About this task:
Copy the whole listing below exactly, with nothing left out.

Material to process:
________

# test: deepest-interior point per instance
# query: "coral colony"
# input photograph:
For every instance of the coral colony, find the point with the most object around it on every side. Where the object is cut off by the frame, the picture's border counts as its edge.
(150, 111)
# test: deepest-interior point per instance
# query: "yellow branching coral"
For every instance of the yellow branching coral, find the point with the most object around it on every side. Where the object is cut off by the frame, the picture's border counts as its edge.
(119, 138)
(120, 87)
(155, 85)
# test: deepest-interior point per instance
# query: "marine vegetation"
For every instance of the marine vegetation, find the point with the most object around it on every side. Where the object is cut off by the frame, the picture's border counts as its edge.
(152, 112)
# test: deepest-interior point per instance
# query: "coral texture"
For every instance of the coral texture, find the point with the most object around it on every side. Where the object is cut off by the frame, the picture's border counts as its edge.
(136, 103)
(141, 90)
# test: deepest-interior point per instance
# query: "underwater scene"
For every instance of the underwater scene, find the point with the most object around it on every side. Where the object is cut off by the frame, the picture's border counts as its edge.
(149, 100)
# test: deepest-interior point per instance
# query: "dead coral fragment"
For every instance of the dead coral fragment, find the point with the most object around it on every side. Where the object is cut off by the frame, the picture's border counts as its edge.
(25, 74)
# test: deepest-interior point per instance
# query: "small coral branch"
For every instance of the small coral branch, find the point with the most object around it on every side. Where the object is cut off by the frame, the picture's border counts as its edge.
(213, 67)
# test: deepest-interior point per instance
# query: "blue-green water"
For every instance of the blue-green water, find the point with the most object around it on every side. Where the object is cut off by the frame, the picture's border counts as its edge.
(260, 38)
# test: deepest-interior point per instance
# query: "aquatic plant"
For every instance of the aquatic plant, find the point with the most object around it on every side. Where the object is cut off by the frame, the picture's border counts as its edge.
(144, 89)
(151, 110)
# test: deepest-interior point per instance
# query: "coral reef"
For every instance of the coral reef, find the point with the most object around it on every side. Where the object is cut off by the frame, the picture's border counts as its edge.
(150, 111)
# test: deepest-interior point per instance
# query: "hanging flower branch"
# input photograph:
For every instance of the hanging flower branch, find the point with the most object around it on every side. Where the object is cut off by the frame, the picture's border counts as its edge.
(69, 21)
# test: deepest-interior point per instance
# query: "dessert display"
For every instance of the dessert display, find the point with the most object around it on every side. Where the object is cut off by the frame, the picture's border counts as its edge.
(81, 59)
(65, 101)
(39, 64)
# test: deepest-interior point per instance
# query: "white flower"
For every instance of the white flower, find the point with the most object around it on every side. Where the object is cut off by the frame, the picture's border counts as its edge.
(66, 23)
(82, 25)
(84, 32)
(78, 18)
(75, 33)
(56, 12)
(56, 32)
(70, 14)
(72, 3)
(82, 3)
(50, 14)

________

Output of the exercise:
# test: deepest-interior point per instance
# query: "coral colony"
# input photograph:
For every instance of the coral colony, find the point with the most object around it on every side. Where the object is cut off by the frame, the picture's border counts as its edge.
(150, 111)
# test: deepest-interior point per instance
# query: "yellow branching coral"
For every instance of the yellow branching coral, find the point with the most object around it on every side. Where the object is cut off by the frame, the picture's border counts as its edge.
(119, 138)
(120, 87)
(155, 85)
# test: deepest-interior point per instance
# query: "marine vegetation"
For every instance of the marine vegetation, find the point with the most object around it on every side. Where the object is cut off by the frame, the picture's border counts as its edge.
(152, 112)
# test: deepest-interior point per instance
# query: "coral texture"
For every instance of the coral texture, find the point with the most object around it on every side. Where the object is cut off by the frame, the picture's border counts as its edge.
(136, 103)
(141, 90)
# test: deepest-interior point per instance
# query: "underwater scene"
For every instance of the underwater scene, find the point with the most object around it on every side. Where the object is cut off by the frame, the picture's border counts as its edge.
(149, 100)
# test: deepest-interior point per instance
# query: "dead coral fragment"
For every instance of the dead coral fragment, find the point with the most object around it on every side. Where the object is cut off by the frame, the picture's border counts as its edge.
(25, 74)
# test: deepest-interior point per instance
# query: "small coral branch"
For every instance of the small coral branch, find the point with the most object around it on every side. Where the object is cut off by the frame, the picture's border counts as its edge.
(213, 67)
# test: deepest-interior point per instance
# query: "blue-green water"
For every instance of the blue-green water, find the point with the most object around it on every side. Where the object is cut off by the frame, the picture's border counts as its edge.
(260, 38)
# test: deepest-interior point per instance
# query: "aquatic plant"
For every instance of the aquatic plant, find the point with the most object around it on every side. Where the object is cut off by the frame, the picture's border counts as its edge.
(144, 89)
(151, 110)
# test: deepest-interior point per instance
# query: "coral reef"
For every instance of the coral reef, find the point with the most object around it on every side. Where the object is cut off by the frame, the picture's border counts as its edge.
(150, 111)
# test: deepest-interior point per instance
# query: "hanging flower branch"
# input photograph:
For every instance of the hanging flower branch, find the point with the most object around it on every side. Where the object is cut off by the frame, the picture's border counts as its edge.
(69, 21)
# test: deepest-interior point per instance
# query: "dessert display"
For every instance of the dessert display, find the point with the most object around it on every side. Where the object is cut off by the frame, the picture's border counts as its edge.
(81, 59)
(65, 101)
(39, 64)
# test: deepest-interior point per instance
# query: "white flower"
For every instance of the white flower, find the point with the most object around it on every side. Where the object is cut off by the frame, the picture's border counts as its edge.
(66, 23)
(82, 25)
(84, 32)
(78, 18)
(75, 33)
(56, 12)
(56, 32)
(70, 14)
(72, 3)
(82, 3)
(50, 14)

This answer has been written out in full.